* _STATED TASK_
Reproduce the items starting at the one containing "Pinpoint the black pendant lamp shade." and ending at the final item, keeping each request line and its sample output lines unchanged. Shift every bounding-box coordinate in the answers by adding 125 to it.

* _THE DATA_
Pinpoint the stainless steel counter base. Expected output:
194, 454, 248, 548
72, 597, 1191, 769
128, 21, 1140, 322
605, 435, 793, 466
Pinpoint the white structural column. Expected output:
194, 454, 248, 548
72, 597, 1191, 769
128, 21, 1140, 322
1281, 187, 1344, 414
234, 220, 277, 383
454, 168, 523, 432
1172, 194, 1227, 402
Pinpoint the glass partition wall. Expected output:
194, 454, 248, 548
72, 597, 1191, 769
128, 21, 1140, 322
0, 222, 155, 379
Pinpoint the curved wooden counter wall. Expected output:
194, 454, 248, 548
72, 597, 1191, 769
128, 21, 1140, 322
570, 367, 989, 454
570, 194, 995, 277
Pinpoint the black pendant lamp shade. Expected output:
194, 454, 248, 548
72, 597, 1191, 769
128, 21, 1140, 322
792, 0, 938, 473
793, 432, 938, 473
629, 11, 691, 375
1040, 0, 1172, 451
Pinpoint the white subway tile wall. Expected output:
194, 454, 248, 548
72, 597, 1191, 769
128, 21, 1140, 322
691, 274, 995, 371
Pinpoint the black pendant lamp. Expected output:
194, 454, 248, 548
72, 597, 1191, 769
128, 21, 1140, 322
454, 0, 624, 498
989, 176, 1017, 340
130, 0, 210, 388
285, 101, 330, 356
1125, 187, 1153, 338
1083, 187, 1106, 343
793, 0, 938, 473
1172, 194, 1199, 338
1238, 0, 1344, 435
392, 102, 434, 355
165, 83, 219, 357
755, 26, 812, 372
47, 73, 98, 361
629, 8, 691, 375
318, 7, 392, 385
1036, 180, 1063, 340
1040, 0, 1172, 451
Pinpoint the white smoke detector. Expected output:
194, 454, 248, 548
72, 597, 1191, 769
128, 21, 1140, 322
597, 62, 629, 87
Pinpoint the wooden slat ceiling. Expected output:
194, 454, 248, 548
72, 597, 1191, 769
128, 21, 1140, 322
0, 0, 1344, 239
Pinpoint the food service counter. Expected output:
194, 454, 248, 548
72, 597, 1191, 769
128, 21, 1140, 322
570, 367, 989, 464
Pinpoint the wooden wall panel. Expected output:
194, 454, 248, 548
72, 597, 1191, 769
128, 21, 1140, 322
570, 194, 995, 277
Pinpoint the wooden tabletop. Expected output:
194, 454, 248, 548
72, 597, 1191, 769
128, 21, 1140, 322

* _FINISHED TASK_
Pinpoint the black pendant lamp shade. Expected output:
194, 454, 248, 548
72, 597, 1191, 769
128, 21, 1140, 322
917, 125, 1063, 598
918, 557, 1063, 598
754, 136, 816, 500
1165, 125, 1297, 576
Pinpoint the white subway tile wall. Expected output:
194, 454, 248, 548
72, 597, 1191, 769
128, 21, 1140, 322
816, 399, 1120, 496
Pinpoint the black pendant lamp. Expected output:
194, 454, 248, 548
72, 597, 1191, 769
128, 21, 1140, 322
579, 125, 749, 623
1114, 301, 1142, 465
255, 125, 335, 513
410, 226, 455, 481
1250, 312, 1278, 463
1208, 312, 1231, 468
918, 125, 1063, 598
1297, 319, 1324, 463
1363, 125, 1469, 560
517, 227, 559, 480
290, 208, 344, 482
880, 151, 937, 497
172, 198, 223, 486
754, 133, 816, 500
443, 132, 517, 510
1161, 305, 1188, 465
1165, 125, 1297, 576
Pinpoint the white smoke detector. Expected output:
194, 454, 248, 548
72, 597, 1191, 769
128, 21, 1140, 322
722, 187, 754, 212
Pinpoint the wooden slat ceiling. Expected output:
194, 454, 248, 548
72, 597, 1191, 769
128, 21, 1140, 322
125, 125, 1469, 364
Pinpoint the food service counter. Expected output:
194, 454, 248, 548
72, 597, 1191, 769
128, 21, 1140, 322
695, 492, 1114, 589
Pinpoint the wooden wall panel. Expected output:
194, 454, 248, 548
72, 597, 1191, 769
128, 21, 1140, 322
695, 319, 1120, 402
Pinpoint the wooden tabletop. Expected output:
194, 454, 248, 548
72, 597, 1191, 769
128, 21, 1140, 322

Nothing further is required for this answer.